[Image location labeling entries]

╭──

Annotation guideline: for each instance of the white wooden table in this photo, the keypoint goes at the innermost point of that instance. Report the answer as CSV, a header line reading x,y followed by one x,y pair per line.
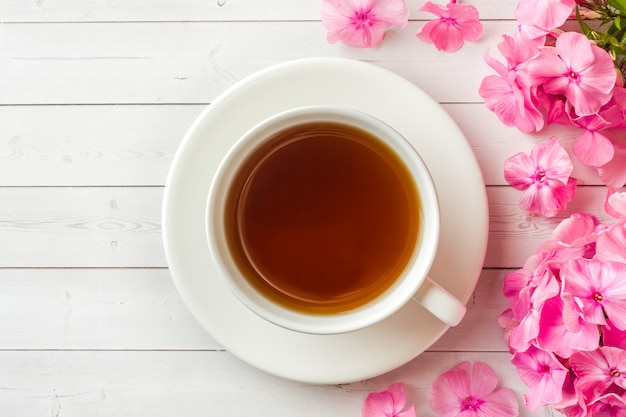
x,y
95,97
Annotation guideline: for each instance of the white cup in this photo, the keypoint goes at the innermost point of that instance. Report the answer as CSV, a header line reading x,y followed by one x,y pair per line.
x,y
412,284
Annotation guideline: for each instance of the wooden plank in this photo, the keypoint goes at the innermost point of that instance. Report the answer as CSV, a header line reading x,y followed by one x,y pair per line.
x,y
116,63
90,145
186,384
195,10
514,235
52,227
120,226
134,144
78,308
139,309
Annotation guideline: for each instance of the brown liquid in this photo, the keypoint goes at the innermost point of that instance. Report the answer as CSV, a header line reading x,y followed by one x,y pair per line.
x,y
323,218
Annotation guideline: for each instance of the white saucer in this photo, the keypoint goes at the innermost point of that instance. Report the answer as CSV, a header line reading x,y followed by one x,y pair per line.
x,y
304,357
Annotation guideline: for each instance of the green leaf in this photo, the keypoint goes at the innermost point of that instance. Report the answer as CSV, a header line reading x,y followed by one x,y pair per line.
x,y
585,28
619,5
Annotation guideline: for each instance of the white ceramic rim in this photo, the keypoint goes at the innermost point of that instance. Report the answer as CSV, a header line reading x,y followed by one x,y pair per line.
x,y
396,296
298,356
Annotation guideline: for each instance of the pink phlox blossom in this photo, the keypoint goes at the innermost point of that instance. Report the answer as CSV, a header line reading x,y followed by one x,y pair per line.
x,y
616,204
555,336
611,243
612,336
508,94
507,321
594,147
598,288
544,176
528,329
573,237
582,72
545,14
609,405
613,173
531,305
455,24
470,390
362,23
598,370
388,403
542,372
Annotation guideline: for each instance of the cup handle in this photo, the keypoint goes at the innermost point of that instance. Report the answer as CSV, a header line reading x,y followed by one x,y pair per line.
x,y
440,302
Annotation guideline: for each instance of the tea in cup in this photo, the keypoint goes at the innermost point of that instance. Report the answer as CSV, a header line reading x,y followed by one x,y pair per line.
x,y
324,220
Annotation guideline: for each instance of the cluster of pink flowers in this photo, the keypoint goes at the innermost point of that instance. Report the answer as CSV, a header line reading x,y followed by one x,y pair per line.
x,y
363,23
551,76
566,325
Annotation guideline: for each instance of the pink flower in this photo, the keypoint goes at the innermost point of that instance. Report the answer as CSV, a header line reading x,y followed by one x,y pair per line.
x,y
609,405
598,289
507,94
545,14
388,403
456,24
583,72
528,328
556,337
611,245
469,390
544,375
573,237
362,23
543,176
598,370
612,336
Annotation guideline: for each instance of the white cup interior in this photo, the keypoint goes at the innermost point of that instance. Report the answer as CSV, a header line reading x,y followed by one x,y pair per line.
x,y
396,296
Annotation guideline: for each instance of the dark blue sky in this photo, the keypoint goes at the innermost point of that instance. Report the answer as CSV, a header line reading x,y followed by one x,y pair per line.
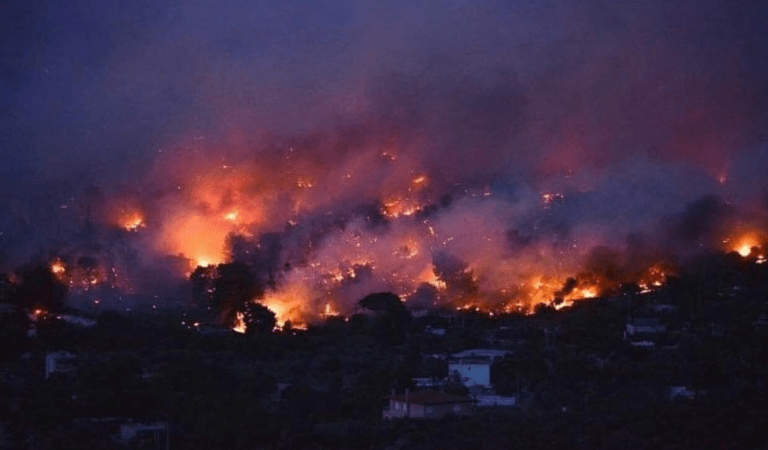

╰──

INSTRUCTION: Begin at the line of the listing that contains "white cup interior" and stop after the last line of the listing. Reproduce those lines, requests included, with every keypoint coordinate in the answers scaled by 1.25 and rounded to a whole number (halves up), and leave the pictures out.

EXPECTED ANSWER:
Annotation guideline: for each instance of the white cup interior in this photo, the keypoint goes at the innermost point of that instance. Report the answer as CSV, a header line reading x,y followed by one x,y pair per line.
x,y
495,370
Annotation guideline: for each instance of the dark blue sky in this photo, the keypoint goes at the innermost point of that instance. Report the answer as CSV, a header line reading x,y followed by one x,y pair per line.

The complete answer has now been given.